Dentre as primeiras medidas na tentativa de aplacar o avanço da infecção, estados e municípios determinaram o fechamento de prédios voltados à fruição da arte. Sejam públicos ou privados, equipamentos como teatros, museus, cinemas e casas de show cerraram as portas. Concertos musicais, espetáculos, peças, entre outras apresentações artísticas foram prontamente canceladas ou tiveram datas adiadas.

Um fato é certo. O "pum do palhaço", definição infantiloide proferida pela secretaria especial de cultura, Regina Duarte (ainda não consigo deixar de rir ao citar o nome desta criatura), é responsável por colocar comida na mesa de muito brasileiro. Sem cultura, falamos de bufunfa, cifras e dinheiro deixando de circular pelo País.

Porém, peço a urgência de uma pausa reflexiva

Se você imagina a atual crise batendo nos costados de um magnata do nível de um Roberto Carlos, errou. Na na ni na não. Todavia, continuamos citando medalhões. Quando um sujeito como o Wesley Safadão fica noiado com o momento e cancela apresentações, toda uma equipe deixa de levar o pão para casa.

São eletricistas, técnicos de palco, roadies (turma que pega pesado na condução do show), seguranças, motoristas, turma de figurino, luz, som... Toda uma rede de trabalhadores fica no prejuízo e passa a cortar um velho dobrado. É um exemplo expressivo. Nem contabilizamos aqueles que dependem do apurado imediato, caso de quem vive da lona do circo. 

Desde a última sexta-feira (13) acompanhamos o avanço corrosivo do vírus na economia cultural cearense. Produtores, atrizes, pesquisadores, entre outros profissionais relataram o mais puro sentimento de medo. Todas as entrevistas, sem exceção, entregaram vozes comprometidas em unir forças pelo bem comum. "Se é para fechar as portas, fechamos", assuntei. 

Ouvi e apreciei cada relato. Percebi um certo nó na garganta. A preocupação mais urgente iluminava itens de primeira necessidade. Em meio aos cancelamentos, qual a saída para manter as contas em dia? É comer, pagar aluguel. Cuidar dos filhos. Como todo operário, carecem de dignidade.

### [Registros de dados]
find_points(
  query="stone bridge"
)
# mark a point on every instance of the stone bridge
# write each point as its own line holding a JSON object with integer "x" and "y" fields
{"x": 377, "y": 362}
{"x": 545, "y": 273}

### [Tarefas do exercício]
[1] Responda com base no trecho do texto:
(a) Quem, segundo o trecho, proferiu a definição "pum do palhaço"?
(b) Desde que dia o autor acompanha o avanço do vírus na economia cultural cearense?
(c) Que sentimento relataram os produtores, atrizes e pesquisadores?
[2] Liste todos os equipamentos voltados à fruição da arte que, conforme o trecho do texto, cerraram as portas.
[3] Traduza para o inglês esta frase do trecho do texto: "Desde a última sexta-feira (13) acompanhamos o avanço corrosivo do vírus na economia cultural cearense."

### [Respostas escritas]
[1]
(a) A secretaria especial de cultura, Regina Duarte.
(b) Desde a última sexta-feira (13).
(c) O mais puro sentimento de medo.

[2] Teatros, museus, cinemas e casas de show.

[3] Since last Friday (the 13th), we have been following the corrosive advance of the virus in Ceará's cultural economy.